文書抜粋:
----

安岡 秀剛(藤田医科大学医学部リウマチ・膠原病内科学)


 まず初めに,今回大変ありがたいことに『medicina』の特集に携わらせていただくことになり,大変感慨深い気持ちになりました.私が内科研修医だった頃,インターネットも現在ほど便利なものではなく,図書館や大学の書店に頻繁に出入りしては成書や雑誌を手当たり次第に目にして情報を探したものだなあ,と.そして書店を訪れるとこの雑誌も手に取り,初めて回る内科各科の知識を整理したり,最新の情報を得たりしていたことを思い出しました.本当に懐かしく思います.そういった意味では,現在ではインターネットから知識を得ることも容易な時代となり,大きな変化が訪れていることを強く感じざるを得ません.

 私が専門医を目指し研修医をしていた頃は,リウマチ・膠原病の病態に関して明らかになっていることが現在に比べて圧倒的に少なかったと思います(もちろん勉強不足もあったと思いますが).また患者さんの疾患活動性の評価についても指標が整備されておらず,患者さんがどのような状態にあるのかを理解するのも大変難しかったです.さらに希少疾患ということもあり,治療に関するエビデンスも乏しかったと思います.結果として,指導していただいている先生方から「アート」としてリウマチ・膠原病診療を学ぶことが多かったと感じています.

 現在,依然として病態がクリアになったとは言えないものの,疾患がより「見える」ようにはなってきました.これは現在に至るまでさまざまな研究や取り組みが行われ,着実に疾患に対する理解が進んできているからであろう,と思います.今回の特集ではそれぞれの領域を国内外でリードするフロントランナーの若い先生方にお願いし,現在の取り組みから「見えるようになったリウマチ・膠原病」について語っていただきました.そうした数々の取り組みを通じて,リウマチ・膠原病診療が「見える」ようになっていることを感じていただくことができたらと思いますし,興味やより深い理解を得ていただければと思います.

----

解くべき問題:
上の文書抜粋で、筆者が研修医だった頃のリウマチ・膠原病について、少なかった、整備されていなかった、または乏しかったとされるものをすべて挙げよ。

データ抜粋:

----

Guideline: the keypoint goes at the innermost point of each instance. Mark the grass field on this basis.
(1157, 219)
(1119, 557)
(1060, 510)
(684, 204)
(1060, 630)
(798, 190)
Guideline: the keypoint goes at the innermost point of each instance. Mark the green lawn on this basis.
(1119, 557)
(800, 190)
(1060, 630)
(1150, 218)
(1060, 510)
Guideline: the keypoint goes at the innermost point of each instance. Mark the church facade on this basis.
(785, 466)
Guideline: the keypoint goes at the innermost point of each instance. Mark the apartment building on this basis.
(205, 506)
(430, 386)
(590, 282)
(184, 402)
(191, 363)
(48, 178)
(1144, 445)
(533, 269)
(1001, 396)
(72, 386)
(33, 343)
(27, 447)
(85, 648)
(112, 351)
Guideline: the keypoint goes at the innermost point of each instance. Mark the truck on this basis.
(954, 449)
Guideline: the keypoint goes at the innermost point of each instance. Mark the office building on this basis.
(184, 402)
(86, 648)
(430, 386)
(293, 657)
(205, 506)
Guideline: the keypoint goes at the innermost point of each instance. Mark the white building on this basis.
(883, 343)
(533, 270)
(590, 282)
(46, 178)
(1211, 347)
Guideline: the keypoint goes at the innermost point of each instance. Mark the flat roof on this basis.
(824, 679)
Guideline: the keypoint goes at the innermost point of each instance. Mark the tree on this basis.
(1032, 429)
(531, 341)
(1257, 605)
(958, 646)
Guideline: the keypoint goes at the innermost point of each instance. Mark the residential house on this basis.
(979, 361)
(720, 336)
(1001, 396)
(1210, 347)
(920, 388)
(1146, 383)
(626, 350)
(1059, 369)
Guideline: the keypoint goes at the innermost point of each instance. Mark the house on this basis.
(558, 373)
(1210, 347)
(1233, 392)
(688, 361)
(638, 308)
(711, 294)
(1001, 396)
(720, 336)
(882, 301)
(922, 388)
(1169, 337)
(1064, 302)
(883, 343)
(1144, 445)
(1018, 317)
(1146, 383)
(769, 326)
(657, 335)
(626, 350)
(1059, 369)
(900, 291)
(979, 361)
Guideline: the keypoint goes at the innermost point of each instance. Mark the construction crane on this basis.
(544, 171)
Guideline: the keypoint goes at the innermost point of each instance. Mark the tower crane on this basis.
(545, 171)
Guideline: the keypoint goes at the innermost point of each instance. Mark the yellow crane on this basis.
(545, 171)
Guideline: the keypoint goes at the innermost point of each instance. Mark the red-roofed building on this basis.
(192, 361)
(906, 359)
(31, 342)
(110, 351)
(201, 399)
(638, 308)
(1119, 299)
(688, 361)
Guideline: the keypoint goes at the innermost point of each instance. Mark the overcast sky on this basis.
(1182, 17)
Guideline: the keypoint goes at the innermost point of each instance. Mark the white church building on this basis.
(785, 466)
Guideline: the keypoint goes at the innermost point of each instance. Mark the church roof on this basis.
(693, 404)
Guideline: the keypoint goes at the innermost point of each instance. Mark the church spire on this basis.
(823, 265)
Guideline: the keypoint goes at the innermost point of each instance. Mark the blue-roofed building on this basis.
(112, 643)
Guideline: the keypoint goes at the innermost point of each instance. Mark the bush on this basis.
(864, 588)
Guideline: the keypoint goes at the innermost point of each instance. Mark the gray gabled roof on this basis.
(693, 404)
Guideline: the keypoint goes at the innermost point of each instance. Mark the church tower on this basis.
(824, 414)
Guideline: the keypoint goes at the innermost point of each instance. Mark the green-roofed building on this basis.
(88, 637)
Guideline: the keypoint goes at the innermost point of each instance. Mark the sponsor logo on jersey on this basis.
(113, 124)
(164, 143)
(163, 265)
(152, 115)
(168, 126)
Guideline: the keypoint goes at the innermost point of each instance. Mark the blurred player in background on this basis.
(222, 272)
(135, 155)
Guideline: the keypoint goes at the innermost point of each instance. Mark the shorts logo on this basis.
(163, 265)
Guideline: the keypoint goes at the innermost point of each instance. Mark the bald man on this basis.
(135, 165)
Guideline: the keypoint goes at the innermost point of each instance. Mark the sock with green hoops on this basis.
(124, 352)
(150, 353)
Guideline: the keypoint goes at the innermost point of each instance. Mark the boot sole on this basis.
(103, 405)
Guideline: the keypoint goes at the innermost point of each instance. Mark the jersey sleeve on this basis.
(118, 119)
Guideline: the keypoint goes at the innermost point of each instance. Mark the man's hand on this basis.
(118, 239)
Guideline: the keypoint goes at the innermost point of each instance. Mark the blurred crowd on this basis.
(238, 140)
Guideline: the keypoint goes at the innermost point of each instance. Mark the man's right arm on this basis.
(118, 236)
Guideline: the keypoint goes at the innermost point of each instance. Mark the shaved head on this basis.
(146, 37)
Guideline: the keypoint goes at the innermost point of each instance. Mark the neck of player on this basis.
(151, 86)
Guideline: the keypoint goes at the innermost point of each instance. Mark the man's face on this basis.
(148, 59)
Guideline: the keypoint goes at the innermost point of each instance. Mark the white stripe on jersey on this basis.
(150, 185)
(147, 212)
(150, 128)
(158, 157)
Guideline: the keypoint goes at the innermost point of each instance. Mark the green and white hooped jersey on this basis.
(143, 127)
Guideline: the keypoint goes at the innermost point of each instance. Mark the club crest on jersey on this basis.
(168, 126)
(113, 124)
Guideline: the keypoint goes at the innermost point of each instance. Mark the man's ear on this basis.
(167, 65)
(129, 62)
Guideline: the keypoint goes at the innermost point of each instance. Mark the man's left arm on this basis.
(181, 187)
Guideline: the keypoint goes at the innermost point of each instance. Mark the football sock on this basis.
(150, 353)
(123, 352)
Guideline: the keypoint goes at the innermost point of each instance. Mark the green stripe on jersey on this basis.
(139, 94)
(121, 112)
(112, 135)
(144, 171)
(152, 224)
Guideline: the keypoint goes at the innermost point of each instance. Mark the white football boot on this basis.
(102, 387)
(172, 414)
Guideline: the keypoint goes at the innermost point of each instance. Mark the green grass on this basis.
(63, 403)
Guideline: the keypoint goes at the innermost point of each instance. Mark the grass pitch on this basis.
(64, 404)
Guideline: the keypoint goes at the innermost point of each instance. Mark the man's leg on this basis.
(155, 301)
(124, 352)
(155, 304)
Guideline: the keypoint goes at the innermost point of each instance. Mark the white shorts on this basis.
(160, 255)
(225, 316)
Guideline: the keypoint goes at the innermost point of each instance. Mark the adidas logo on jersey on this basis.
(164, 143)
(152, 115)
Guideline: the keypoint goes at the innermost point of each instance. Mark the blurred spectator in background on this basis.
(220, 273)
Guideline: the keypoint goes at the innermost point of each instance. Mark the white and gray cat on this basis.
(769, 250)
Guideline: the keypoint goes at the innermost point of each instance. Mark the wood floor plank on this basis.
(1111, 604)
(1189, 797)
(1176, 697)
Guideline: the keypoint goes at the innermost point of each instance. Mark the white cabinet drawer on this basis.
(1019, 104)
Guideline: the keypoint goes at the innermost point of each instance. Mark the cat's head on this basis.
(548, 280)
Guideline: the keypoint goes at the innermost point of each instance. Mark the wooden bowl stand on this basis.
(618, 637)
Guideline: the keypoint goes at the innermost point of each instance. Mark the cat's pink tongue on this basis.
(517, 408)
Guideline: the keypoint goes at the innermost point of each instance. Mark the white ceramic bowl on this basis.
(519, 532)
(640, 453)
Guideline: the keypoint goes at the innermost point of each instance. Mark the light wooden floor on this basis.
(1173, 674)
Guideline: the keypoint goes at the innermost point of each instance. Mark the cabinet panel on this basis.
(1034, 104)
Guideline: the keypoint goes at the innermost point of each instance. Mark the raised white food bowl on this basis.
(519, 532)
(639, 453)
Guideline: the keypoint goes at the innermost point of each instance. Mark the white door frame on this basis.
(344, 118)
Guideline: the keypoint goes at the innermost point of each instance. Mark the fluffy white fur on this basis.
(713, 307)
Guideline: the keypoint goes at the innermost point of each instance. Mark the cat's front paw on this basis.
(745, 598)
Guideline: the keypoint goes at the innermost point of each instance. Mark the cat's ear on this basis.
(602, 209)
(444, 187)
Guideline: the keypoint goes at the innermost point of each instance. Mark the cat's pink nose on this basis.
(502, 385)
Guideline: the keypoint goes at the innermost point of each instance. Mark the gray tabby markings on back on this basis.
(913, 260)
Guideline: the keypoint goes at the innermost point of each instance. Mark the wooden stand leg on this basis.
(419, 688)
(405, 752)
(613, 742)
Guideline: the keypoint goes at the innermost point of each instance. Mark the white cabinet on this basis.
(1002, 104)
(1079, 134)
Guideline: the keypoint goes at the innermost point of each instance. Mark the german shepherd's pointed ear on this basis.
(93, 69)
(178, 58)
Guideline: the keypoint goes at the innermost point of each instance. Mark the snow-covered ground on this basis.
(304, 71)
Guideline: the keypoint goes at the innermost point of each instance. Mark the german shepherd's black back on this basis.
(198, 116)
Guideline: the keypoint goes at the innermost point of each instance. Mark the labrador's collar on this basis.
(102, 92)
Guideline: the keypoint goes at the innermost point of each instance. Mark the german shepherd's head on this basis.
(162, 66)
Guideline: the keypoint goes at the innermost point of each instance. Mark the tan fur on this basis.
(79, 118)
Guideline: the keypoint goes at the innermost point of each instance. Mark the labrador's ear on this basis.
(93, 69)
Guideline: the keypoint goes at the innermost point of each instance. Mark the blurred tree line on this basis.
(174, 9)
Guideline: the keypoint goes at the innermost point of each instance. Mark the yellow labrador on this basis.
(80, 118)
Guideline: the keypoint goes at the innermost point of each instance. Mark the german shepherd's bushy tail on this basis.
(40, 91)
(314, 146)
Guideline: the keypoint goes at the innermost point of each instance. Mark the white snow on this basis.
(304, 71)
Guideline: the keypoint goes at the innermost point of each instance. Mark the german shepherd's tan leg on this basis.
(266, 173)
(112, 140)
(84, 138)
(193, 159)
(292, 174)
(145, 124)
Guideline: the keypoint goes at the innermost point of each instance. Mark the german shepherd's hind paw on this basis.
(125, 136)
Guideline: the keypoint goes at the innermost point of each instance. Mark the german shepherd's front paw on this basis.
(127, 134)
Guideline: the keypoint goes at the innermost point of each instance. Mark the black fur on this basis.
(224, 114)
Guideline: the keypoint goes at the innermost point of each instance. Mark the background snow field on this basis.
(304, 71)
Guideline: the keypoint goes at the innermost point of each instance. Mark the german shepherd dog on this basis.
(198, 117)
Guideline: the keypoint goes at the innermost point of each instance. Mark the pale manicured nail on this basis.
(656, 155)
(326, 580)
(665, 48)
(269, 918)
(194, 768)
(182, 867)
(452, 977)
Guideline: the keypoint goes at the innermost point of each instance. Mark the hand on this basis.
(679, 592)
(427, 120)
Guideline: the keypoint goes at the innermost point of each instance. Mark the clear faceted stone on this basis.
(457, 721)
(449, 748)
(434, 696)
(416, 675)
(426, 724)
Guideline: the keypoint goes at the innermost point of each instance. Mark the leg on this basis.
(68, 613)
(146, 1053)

----

解答:
・病態に関して明らかになっていること
・患者さんの疾患活動性の評価の指標
・治療に関するエビデンス